• QUOTED PASSAGE
17 June 2011

X-Y correspondence

Google hits for "Pascal-Fermat correspondence": 3,230. For "Fermat-Pascal correspondence": 206.

Does anyone have any idea why? In particular it seems like one would sort either on importance (but which of these two is more important?) or alphabetically (but that gives the wrong result).

And given two individuals X and Y, how can we predict whether "X-Y correspondence" or "Y-X correspondence" is more common? I'm sure there are no hard and fast rules here but there must at least be some trends, and would expect a situation similar to how gender is assigned to words in languages, foreign to me, where words have gender.

1 comment:

AA said...

I am not sure how "importance" would be quantified (there are metrics based on the indegree for example, but context has to be taken into account as well) but i doubt that google's results are sorted alphabetically.

I would say that google's results are sorted according to "popularity"...So the "Pascal-Fermat Correspondence" as a string is much more frequent than the "Fermat-Pascal Correspondence" in the body of web pages that google is indexing.

• EXERCISE A
In the rows, replace "segment" with "outline" and leave everything else unchanged. Write out again everything from the line containing "Should you be willing to segment every instance of the metal" down to the line containing "60], [118, 70]]".

• MATERIAL FOR THIS TASK
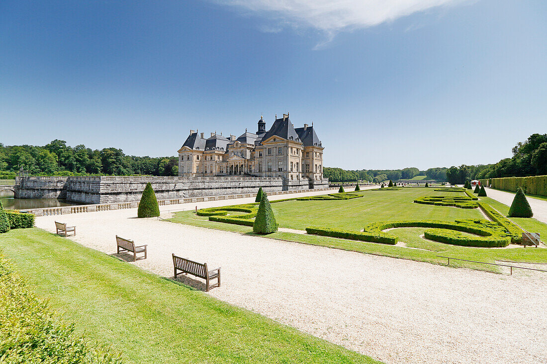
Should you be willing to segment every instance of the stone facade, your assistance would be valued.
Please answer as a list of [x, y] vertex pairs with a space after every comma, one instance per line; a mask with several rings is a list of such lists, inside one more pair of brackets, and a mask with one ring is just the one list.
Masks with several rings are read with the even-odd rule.
[[[263, 118], [256, 133], [246, 130], [238, 137], [190, 131], [178, 150], [179, 176], [243, 175], [280, 177], [287, 186], [324, 186], [324, 148], [311, 126], [295, 129], [289, 114], [276, 120], [269, 130]], [[295, 187], [298, 188], [298, 187]]]
[[18, 177], [17, 198], [60, 198], [86, 204], [139, 201], [146, 184], [158, 199], [255, 193], [308, 188], [306, 183], [285, 183], [280, 177]]

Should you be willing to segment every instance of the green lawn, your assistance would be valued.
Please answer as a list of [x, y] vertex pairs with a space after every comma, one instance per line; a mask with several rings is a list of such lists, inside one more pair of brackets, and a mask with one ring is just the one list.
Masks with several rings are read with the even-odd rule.
[[43, 230], [0, 234], [37, 294], [127, 363], [375, 363]]
[[[360, 230], [369, 222], [389, 220], [431, 219], [453, 221], [461, 219], [484, 219], [477, 209], [433, 206], [412, 202], [415, 198], [423, 196], [448, 193], [434, 191], [433, 189], [405, 187], [398, 191], [364, 191], [359, 192], [364, 196], [360, 198], [340, 201], [287, 201], [272, 203], [271, 206], [281, 227], [299, 230], [312, 226]], [[454, 196], [460, 195], [450, 194]], [[463, 193], [461, 195], [463, 195]], [[502, 213], [507, 214], [508, 212], [508, 207], [488, 197], [485, 199]], [[504, 207], [502, 208], [499, 205]], [[191, 211], [176, 213], [171, 221], [201, 227], [253, 234], [251, 227], [210, 221], [207, 218], [197, 216]], [[545, 224], [533, 219], [517, 219], [515, 221], [527, 230], [540, 232], [542, 236], [547, 236], [547, 225]], [[411, 228], [391, 231], [390, 233], [398, 236], [400, 240], [406, 243], [406, 247], [288, 232], [278, 232], [267, 237], [434, 263], [445, 264], [446, 262], [446, 259], [439, 258], [436, 256], [437, 255], [487, 262], [494, 262], [496, 259], [547, 262], [547, 249], [525, 248], [520, 246], [507, 249], [458, 246], [422, 239], [420, 236], [423, 234], [425, 230], [423, 228]], [[511, 246], [514, 246], [511, 245]], [[451, 265], [491, 272], [501, 272], [500, 269], [504, 269], [467, 262], [451, 261]]]

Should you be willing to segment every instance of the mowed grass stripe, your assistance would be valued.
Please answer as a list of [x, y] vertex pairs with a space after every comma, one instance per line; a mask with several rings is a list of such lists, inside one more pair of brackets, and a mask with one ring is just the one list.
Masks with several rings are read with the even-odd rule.
[[37, 293], [129, 363], [373, 363], [37, 228], [0, 235]]

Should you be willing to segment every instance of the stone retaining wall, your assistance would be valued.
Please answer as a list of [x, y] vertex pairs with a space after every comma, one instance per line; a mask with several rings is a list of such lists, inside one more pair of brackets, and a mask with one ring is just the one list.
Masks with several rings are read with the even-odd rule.
[[[326, 184], [325, 183], [326, 181]], [[140, 200], [150, 182], [159, 200], [254, 193], [259, 187], [266, 192], [328, 186], [328, 180], [287, 181], [281, 177], [18, 177], [17, 198], [56, 198], [86, 204], [133, 202]]]

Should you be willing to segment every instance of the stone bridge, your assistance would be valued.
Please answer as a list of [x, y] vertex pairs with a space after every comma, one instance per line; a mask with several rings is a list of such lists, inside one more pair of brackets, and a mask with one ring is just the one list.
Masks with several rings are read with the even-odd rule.
[[15, 192], [15, 185], [0, 185], [0, 191], [11, 191]]

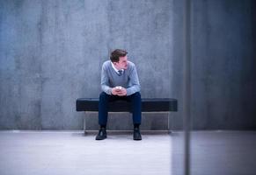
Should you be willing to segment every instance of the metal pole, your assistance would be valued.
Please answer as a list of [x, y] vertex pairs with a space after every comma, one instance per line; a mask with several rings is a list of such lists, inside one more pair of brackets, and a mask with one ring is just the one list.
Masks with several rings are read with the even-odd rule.
[[184, 1], [184, 88], [183, 88], [183, 107], [184, 107], [184, 173], [190, 174], [190, 102], [191, 102], [191, 41], [190, 41], [190, 8], [191, 1]]

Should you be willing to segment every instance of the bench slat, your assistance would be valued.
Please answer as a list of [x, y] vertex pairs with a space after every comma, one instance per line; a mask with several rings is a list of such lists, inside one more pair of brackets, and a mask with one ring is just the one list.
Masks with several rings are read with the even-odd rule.
[[[99, 98], [79, 98], [77, 111], [99, 111]], [[172, 98], [143, 98], [142, 112], [177, 111], [178, 101]], [[126, 101], [110, 102], [109, 112], [131, 112], [130, 103]]]

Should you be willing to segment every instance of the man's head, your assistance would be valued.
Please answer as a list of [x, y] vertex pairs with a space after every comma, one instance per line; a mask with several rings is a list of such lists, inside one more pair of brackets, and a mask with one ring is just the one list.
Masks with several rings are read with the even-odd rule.
[[127, 69], [128, 67], [127, 53], [128, 52], [121, 49], [116, 49], [111, 52], [110, 60], [118, 70]]

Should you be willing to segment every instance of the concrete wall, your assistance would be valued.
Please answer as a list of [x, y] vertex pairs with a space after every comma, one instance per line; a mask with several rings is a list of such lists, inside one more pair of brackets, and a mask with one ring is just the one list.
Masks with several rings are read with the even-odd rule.
[[[0, 129], [81, 130], [76, 99], [99, 96], [114, 48], [136, 64], [143, 97], [179, 100], [171, 124], [182, 128], [182, 5], [0, 0]], [[194, 129], [256, 128], [255, 9], [252, 0], [194, 1]]]

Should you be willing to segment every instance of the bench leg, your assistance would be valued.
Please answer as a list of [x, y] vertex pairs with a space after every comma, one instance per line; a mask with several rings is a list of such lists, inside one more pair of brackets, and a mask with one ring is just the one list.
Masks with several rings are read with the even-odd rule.
[[168, 134], [172, 134], [171, 127], [170, 127], [170, 121], [171, 121], [171, 115], [170, 115], [170, 112], [168, 112]]
[[87, 135], [87, 132], [86, 132], [86, 116], [87, 116], [87, 112], [85, 111], [84, 116], [84, 136]]

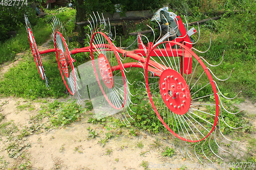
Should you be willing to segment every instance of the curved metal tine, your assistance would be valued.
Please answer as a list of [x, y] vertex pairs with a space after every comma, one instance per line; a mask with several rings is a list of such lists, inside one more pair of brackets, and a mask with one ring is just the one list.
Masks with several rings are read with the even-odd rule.
[[[131, 110], [130, 107], [129, 109], [130, 109], [131, 111], [133, 112], [133, 111]], [[125, 107], [125, 109], [126, 110], [127, 113], [128, 113], [128, 115], [129, 115], [130, 117], [132, 118], [132, 119], [134, 120], [134, 119], [133, 118], [133, 117], [132, 117], [132, 116], [130, 115], [129, 112], [128, 111], [128, 110], [127, 110], [127, 107]]]
[[203, 145], [204, 145], [204, 143], [205, 143], [205, 142], [206, 142], [207, 140], [206, 140], [206, 139], [205, 139], [205, 141], [204, 141], [204, 142], [203, 142], [203, 144], [202, 144], [202, 151], [203, 152], [203, 154], [204, 154], [204, 156], [205, 156], [205, 157], [206, 157], [206, 158], [207, 158], [208, 160], [209, 160], [209, 161], [210, 161], [210, 162], [211, 162], [211, 163], [212, 163], [212, 164], [213, 164], [213, 163], [214, 163], [214, 162], [212, 162], [212, 161], [211, 161], [211, 160], [210, 160], [210, 159], [209, 159], [209, 158], [208, 158], [206, 156], [206, 155], [205, 155], [205, 154], [204, 154], [204, 150], [203, 150]]
[[150, 43], [150, 41], [148, 40], [148, 39], [147, 39], [147, 37], [146, 36], [144, 36], [144, 35], [142, 35], [142, 34], [141, 34], [141, 36], [144, 37], [145, 38], [146, 38], [146, 40], [147, 40], [147, 43]]
[[[195, 42], [187, 42], [187, 41], [183, 41], [184, 43], [188, 43], [189, 44], [194, 45], [194, 44], [196, 44], [198, 42], [198, 41], [199, 41], [199, 39], [200, 39], [200, 29], [199, 28], [199, 23], [198, 23], [198, 22], [197, 22], [197, 27], [198, 28], [198, 37], [197, 38], [197, 41]], [[188, 28], [187, 30], [188, 30]]]
[[226, 78], [226, 79], [224, 79], [224, 80], [222, 80], [222, 79], [219, 79], [218, 78], [217, 78], [214, 74], [214, 73], [212, 72], [212, 71], [211, 71], [211, 70], [210, 70], [210, 68], [209, 68], [209, 67], [206, 67], [206, 69], [208, 69], [209, 70], [209, 71], [210, 71], [210, 72], [211, 73], [211, 74], [214, 76], [214, 77], [215, 78], [216, 78], [216, 79], [217, 79], [218, 80], [219, 80], [219, 81], [226, 81], [226, 80], [228, 80], [230, 78], [230, 76], [231, 76], [231, 75], [232, 75], [232, 72], [233, 72], [233, 71], [234, 70], [234, 67], [233, 68], [233, 69], [232, 70], [232, 71], [231, 71], [231, 72], [230, 72], [230, 74], [229, 75], [229, 76], [228, 76], [228, 77], [227, 78]]
[[147, 27], [148, 27], [151, 29], [151, 30], [152, 30], [152, 32], [153, 32], [153, 34], [154, 34], [154, 40], [153, 40], [153, 42], [152, 42], [152, 44], [154, 44], [154, 42], [155, 42], [155, 39], [156, 38], [155, 36], [155, 32], [154, 32], [153, 29], [152, 29], [152, 28], [151, 28], [151, 27], [150, 27], [150, 26], [148, 26], [147, 24], [146, 25], [146, 26]]
[[159, 37], [158, 37], [158, 38], [156, 41], [156, 42], [157, 42], [158, 41], [158, 40], [159, 39], [159, 38], [160, 38], [160, 37], [161, 37], [161, 35], [162, 34], [162, 28], [161, 28], [161, 25], [160, 25], [159, 22], [158, 22], [158, 21], [156, 19], [155, 19], [155, 20], [156, 21], [157, 21], [157, 23], [158, 24], [158, 26], [159, 26], [159, 28], [160, 28], [160, 33], [159, 34]]
[[193, 160], [192, 159], [192, 158], [191, 158], [190, 156], [189, 156], [189, 154], [188, 154], [188, 153], [187, 152], [187, 151], [186, 151], [186, 152], [187, 152], [187, 156], [188, 156], [188, 157], [189, 158], [190, 158], [190, 159], [192, 161], [192, 162], [194, 162]]
[[[145, 85], [145, 84], [144, 84], [144, 83], [143, 83], [143, 82], [140, 82], [139, 83], [139, 85], [140, 83], [142, 83], [142, 84], [143, 84], [143, 85], [145, 86], [145, 88], [146, 89], [146, 85]], [[146, 92], [146, 91], [145, 91], [145, 92], [146, 92], [146, 93], [147, 93], [147, 92]]]
[[122, 61], [121, 61], [121, 60], [119, 60], [119, 61], [120, 61], [120, 62], [121, 62], [121, 64], [122, 64], [122, 67], [123, 67], [123, 70], [124, 70], [124, 71], [125, 71], [125, 72], [130, 72], [130, 71], [131, 71], [131, 67], [130, 67], [129, 71], [126, 71], [126, 70], [125, 69], [125, 68], [124, 68], [124, 67], [123, 66], [123, 63], [122, 63]]
[[198, 160], [200, 161], [200, 162], [201, 162], [201, 163], [202, 163], [202, 164], [204, 164], [204, 163], [203, 163], [203, 162], [202, 162], [202, 161], [200, 160], [200, 159], [199, 159], [199, 157], [198, 157], [198, 156], [197, 156], [197, 153], [196, 153], [196, 147], [197, 145], [199, 144], [200, 143], [200, 142], [198, 142], [198, 143], [197, 143], [197, 144], [196, 144], [196, 145], [194, 147], [194, 152], [195, 152], [195, 154], [196, 155], [196, 156], [197, 157], [197, 159], [198, 159]]
[[[57, 21], [58, 22], [58, 24], [59, 24], [58, 26], [59, 27], [59, 28], [58, 29], [59, 29], [59, 30], [60, 30], [59, 31], [60, 31], [60, 29], [61, 29], [62, 26], [61, 26], [61, 24], [60, 23], [60, 21], [59, 21], [59, 19], [58, 18]], [[63, 33], [63, 29], [62, 29], [62, 33]]]
[[93, 33], [94, 33], [95, 30], [95, 23], [94, 23], [94, 20], [93, 19], [93, 17], [92, 16], [92, 15], [91, 14], [90, 14], [89, 15], [91, 17], [91, 18], [92, 18], [92, 20], [93, 20]]
[[122, 120], [121, 120], [121, 118], [120, 118], [120, 114], [121, 114], [121, 113], [119, 113], [119, 115], [118, 115], [118, 118], [119, 118], [119, 120], [120, 120], [120, 121], [121, 122], [121, 123], [122, 123], [122, 124], [123, 124], [123, 122], [122, 122]]
[[221, 117], [222, 118], [222, 120], [223, 120], [224, 123], [226, 124], [226, 125], [227, 125], [228, 127], [229, 127], [231, 129], [240, 129], [240, 128], [244, 128], [243, 127], [239, 127], [239, 128], [233, 128], [233, 127], [231, 127], [231, 126], [230, 126], [229, 125], [228, 125], [226, 123], [226, 122], [225, 121], [224, 119], [223, 118], [223, 117], [222, 116], [222, 112], [221, 111], [221, 107], [220, 107], [220, 105], [218, 105], [218, 106], [219, 106], [219, 108], [220, 108], [220, 111], [221, 111]]
[[143, 63], [145, 63], [146, 62], [146, 61], [145, 61], [145, 57], [144, 57], [143, 55], [141, 53], [136, 53], [136, 54], [137, 54], [137, 55], [139, 54], [139, 55], [141, 55], [141, 57], [142, 57], [143, 58], [143, 60], [144, 60]]
[[112, 41], [115, 41], [116, 38], [116, 27], [114, 27], [114, 28], [115, 29], [115, 38], [114, 39], [112, 39], [111, 38], [109, 37], [109, 39], [110, 39]]
[[[218, 116], [218, 118], [219, 119], [219, 120], [220, 119], [220, 118], [219, 117], [219, 116]], [[224, 135], [223, 135], [223, 134], [222, 134], [222, 132], [221, 132], [221, 128], [220, 128], [221, 126], [220, 126], [220, 121], [219, 120], [219, 130], [220, 130], [220, 133], [221, 134], [221, 135], [222, 135], [222, 136], [223, 136], [223, 137], [224, 138], [225, 138], [226, 139], [227, 139], [227, 140], [228, 140], [229, 141], [234, 142], [236, 142], [236, 143], [239, 143], [239, 142], [238, 141], [234, 141], [234, 140], [232, 140], [228, 139]]]
[[179, 147], [180, 147], [180, 150], [181, 152], [181, 153], [182, 154], [182, 155], [183, 155], [183, 157], [185, 157], [185, 155], [183, 154], [183, 152], [182, 152], [182, 150], [181, 150], [181, 148], [180, 148], [180, 144], [179, 143]]
[[[219, 128], [220, 129], [220, 128]], [[231, 154], [231, 152], [229, 152], [227, 151], [226, 151], [225, 150], [224, 150], [222, 148], [221, 148], [220, 145], [218, 144], [217, 143], [217, 141], [216, 141], [216, 139], [215, 138], [215, 134], [216, 134], [216, 130], [217, 130], [217, 128], [216, 127], [216, 126], [215, 126], [215, 132], [214, 132], [214, 140], [215, 141], [215, 143], [216, 143], [216, 144], [217, 145], [217, 146], [220, 149], [221, 149], [222, 151], [224, 151], [224, 152], [227, 152], [229, 154]]]
[[123, 121], [124, 123], [124, 124], [125, 124], [125, 125], [127, 126], [127, 124], [126, 124], [125, 121], [124, 121], [124, 120], [123, 119], [123, 114], [122, 113], [121, 113], [121, 116], [122, 116], [122, 118], [123, 119]]
[[[120, 62], [121, 62], [121, 64], [122, 64], [122, 66], [123, 66], [123, 63], [122, 63], [122, 61], [119, 60]], [[125, 69], [124, 69], [125, 70]], [[126, 70], [125, 70], [126, 71]], [[129, 84], [130, 84], [130, 85], [132, 85], [133, 84], [134, 84], [134, 83], [135, 83], [135, 81], [134, 81], [133, 83], [132, 84], [131, 84], [129, 81], [128, 81], [128, 80], [127, 80], [127, 78], [126, 78], [126, 76], [125, 75], [125, 73], [123, 71], [123, 74], [124, 75], [124, 77], [125, 78], [125, 81], [127, 82], [127, 83], [128, 83]]]
[[108, 17], [108, 20], [109, 21], [109, 26], [110, 27], [110, 31], [108, 33], [107, 33], [106, 32], [104, 32], [105, 34], [106, 35], [110, 35], [110, 33], [111, 32], [111, 27], [110, 27], [110, 19], [109, 18], [109, 17]]
[[210, 133], [210, 138], [209, 139], [209, 147], [210, 148], [210, 149], [211, 151], [211, 152], [212, 152], [216, 156], [217, 156], [217, 157], [218, 157], [219, 158], [220, 158], [220, 159], [221, 159], [222, 160], [224, 160], [224, 159], [222, 157], [221, 157], [220, 156], [219, 156], [219, 155], [218, 155], [217, 154], [216, 154], [214, 152], [214, 151], [212, 151], [212, 150], [211, 149], [211, 148], [210, 147], [210, 139], [211, 139], [211, 136], [212, 136], [212, 134], [211, 133]]
[[[130, 94], [131, 94], [131, 95], [132, 95], [132, 96], [134, 97], [135, 96], [136, 96], [136, 95], [138, 95], [138, 94], [135, 94], [135, 95], [133, 95], [133, 94], [132, 94], [132, 93], [131, 92], [131, 91], [130, 91], [129, 88], [127, 88], [127, 89], [128, 90], [128, 92], [129, 92], [129, 93], [130, 93]], [[137, 104], [135, 104], [135, 105], [137, 105]]]
[[[125, 101], [125, 102], [126, 102], [126, 101]], [[123, 111], [123, 115], [124, 116], [124, 117], [125, 117], [125, 119], [126, 119], [127, 122], [128, 122], [128, 123], [129, 123], [129, 124], [131, 124], [130, 122], [129, 122], [129, 120], [128, 120], [128, 119], [126, 118], [126, 116], [125, 116], [125, 110]]]
[[240, 94], [241, 92], [242, 92], [242, 91], [240, 91], [240, 92], [238, 93], [238, 94], [237, 94], [234, 97], [232, 98], [227, 98], [226, 97], [225, 95], [224, 95], [221, 92], [221, 91], [220, 90], [220, 89], [219, 89], [219, 87], [218, 87], [218, 85], [217, 85], [217, 83], [216, 83], [216, 82], [213, 80], [212, 81], [213, 82], [214, 82], [214, 83], [215, 83], [215, 85], [216, 86], [216, 87], [217, 87], [217, 89], [218, 89], [218, 91], [219, 91], [219, 92], [220, 92], [220, 93], [221, 93], [221, 95], [225, 99], [228, 99], [228, 100], [233, 100], [234, 99], [236, 99], [238, 96], [238, 95], [239, 95], [239, 94]]
[[210, 64], [208, 62], [207, 62], [207, 61], [202, 56], [200, 56], [199, 57], [200, 58], [203, 59], [203, 60], [204, 60], [208, 65], [209, 65], [209, 66], [211, 66], [212, 67], [217, 67], [218, 66], [219, 66], [221, 63], [222, 63], [222, 61], [223, 61], [223, 59], [224, 59], [224, 54], [225, 54], [225, 50], [223, 51], [223, 55], [222, 55], [222, 57], [221, 58], [221, 61], [220, 62], [220, 63], [219, 63], [217, 65], [211, 65], [211, 64]]
[[98, 32], [99, 30], [101, 28], [101, 19], [100, 19], [100, 17], [99, 16], [98, 11], [97, 11], [97, 14], [98, 14], [98, 16], [99, 17], [99, 28], [97, 30], [97, 31]]
[[118, 48], [118, 50], [121, 49], [121, 48], [122, 47], [122, 41], [121, 41], [121, 36], [119, 36], [119, 38], [120, 38], [120, 39], [120, 39], [120, 47]]
[[216, 93], [216, 94], [217, 94], [217, 95], [218, 95], [218, 96], [219, 97], [219, 100], [220, 101], [220, 103], [221, 103], [221, 106], [222, 106], [222, 108], [223, 108], [223, 109], [224, 109], [224, 110], [225, 110], [225, 111], [226, 111], [227, 112], [228, 112], [228, 113], [230, 113], [230, 114], [236, 114], [239, 113], [240, 113], [240, 112], [242, 112], [243, 111], [244, 111], [244, 110], [241, 110], [241, 111], [239, 111], [238, 112], [236, 112], [236, 113], [231, 113], [231, 112], [229, 112], [229, 111], [227, 111], [227, 109], [226, 109], [224, 107], [223, 105], [222, 105], [222, 103], [221, 102], [221, 99], [220, 99], [220, 96], [219, 95], [219, 94], [218, 94], [218, 93]]
[[104, 18], [104, 16], [103, 15], [103, 13], [101, 13], [101, 15], [102, 15], [103, 21], [104, 23], [104, 28], [102, 30], [100, 30], [101, 32], [102, 32], [102, 31], [104, 31], [105, 30], [105, 29], [106, 28], [106, 26], [105, 26], [105, 23], [106, 23], [106, 22], [105, 21], [105, 18]]
[[[91, 37], [90, 36], [90, 35], [89, 35], [89, 34], [86, 34], [86, 35], [87, 35], [87, 36], [89, 37], [90, 39], [91, 39]], [[87, 42], [88, 42], [88, 43], [89, 44], [89, 46], [90, 46], [90, 43], [89, 43], [88, 41], [87, 41]]]
[[[188, 28], [188, 25], [187, 23], [187, 19], [186, 19], [186, 17], [185, 16], [185, 15], [184, 16], [184, 17], [185, 17], [185, 20], [186, 21], [186, 22], [187, 23], [187, 28]], [[182, 37], [176, 37], [176, 38], [175, 38], [175, 42], [177, 42], [176, 41], [176, 39], [184, 38], [185, 38], [185, 36], [187, 36], [187, 31], [186, 31], [186, 34], [185, 34], [185, 35], [184, 36], [183, 36]]]
[[96, 27], [95, 28], [95, 31], [96, 31], [96, 30], [97, 30], [97, 28], [98, 28], [98, 20], [97, 20], [97, 17], [96, 17], [94, 11], [93, 11], [93, 14], [94, 15], [94, 17], [95, 17], [95, 20], [96, 20]]
[[[125, 59], [126, 58], [126, 52], [125, 52], [125, 53], [124, 53], [124, 59], [122, 59], [122, 58], [121, 57], [121, 56], [120, 56], [120, 59], [121, 59], [121, 60], [124, 61], [124, 60], [125, 60]], [[132, 67], [132, 66], [131, 66], [131, 67], [130, 67], [130, 70], [131, 70], [131, 67]], [[129, 72], [130, 72], [130, 70], [129, 70]]]
[[93, 32], [92, 32], [93, 26], [92, 25], [91, 21], [89, 19], [87, 19], [87, 20], [89, 22], [90, 25], [91, 25], [91, 27], [90, 27], [90, 26], [89, 25], [87, 25], [87, 26], [90, 29], [90, 32], [91, 32], [91, 34], [92, 35], [92, 34], [93, 34]]
[[166, 21], [167, 26], [168, 27], [167, 30], [167, 32], [168, 33], [169, 32], [169, 22], [168, 22], [168, 21], [167, 20], [166, 18], [165, 18], [165, 16], [164, 16], [164, 14], [162, 14], [162, 15], [163, 15], [163, 17], [164, 18], [164, 19]]
[[210, 44], [209, 45], [209, 47], [208, 47], [208, 49], [206, 50], [206, 51], [202, 52], [201, 51], [199, 51], [199, 50], [198, 50], [197, 49], [195, 48], [194, 47], [191, 47], [190, 48], [190, 50], [191, 51], [192, 49], [194, 49], [194, 50], [196, 50], [196, 51], [197, 51], [198, 52], [199, 52], [199, 53], [206, 53], [207, 52], [208, 52], [209, 51], [209, 50], [210, 50], [211, 44], [211, 34], [210, 33]]
[[[184, 17], [185, 18], [185, 21], [186, 21], [186, 25], [187, 26], [186, 30], [186, 35], [184, 36], [184, 37], [185, 37], [187, 35], [187, 31], [188, 31], [188, 24], [187, 23], [187, 18], [186, 18], [186, 16], [185, 15], [184, 15]], [[182, 43], [182, 45], [184, 45], [184, 42], [183, 41], [183, 42]]]

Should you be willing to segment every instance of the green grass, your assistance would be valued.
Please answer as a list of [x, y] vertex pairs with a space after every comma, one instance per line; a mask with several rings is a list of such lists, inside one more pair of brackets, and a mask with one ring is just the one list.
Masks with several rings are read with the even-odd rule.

• EXERCISE B
Condense the paragraph of the post on X-Y correspondence that begins "And given two individuals X and Y", keeping its main points.

• OUTPUT A
Should you be willing to outline every instance of the metal pole, your assistance would be valued.
Please answer as a list of [x, y] vertex pairs with a space after every comma, one instance per line; a mask with several rings is a list of such lists, inside one more pair of brackets, and a mask with one ring is just the one list.
Masks with several rings are read with the even-odd rule.
[[184, 1], [184, 88], [183, 88], [183, 107], [184, 107], [184, 173], [190, 174], [190, 102], [191, 102], [191, 41], [190, 41], [190, 8], [191, 1]]

Should you be willing to outline every instance of the bench slat, your assistance would be valued.
Please answer as a list of [x, y] vertex pairs with a space after every comma, one instance per line; a mask with several rings is a list of such lists, inside one more pair of brackets, and a mask with one ring is just the one list.
Masks with several rings are read with the even-odd rule.
[[[99, 98], [79, 98], [77, 111], [99, 111]], [[172, 98], [143, 98], [142, 112], [177, 111], [178, 101]], [[126, 101], [110, 102], [109, 112], [131, 112], [130, 103]]]

Should you be willing to outline every instance of the man's head, your assistance would be valued.
Please answer as a list of [x, y] vertex pairs with a space after every comma, one instance per line; a mask with several rings is a list of such lists, inside one more pair of brackets, and a mask with one ring is just the one list.
Masks with several rings are read with the even-odd rule.
[[127, 69], [128, 67], [127, 53], [128, 52], [121, 49], [116, 49], [111, 52], [110, 60], [118, 70]]

• OUTPUT B
For two individuals X and Y, how can one predict whether "X-Y correspondence" or "Y-X correspondence" is more common? There are probably no firm rules. Still, some trends should exist, much like the way gender is assigned to words in languages that have it, which are foreign to the writer.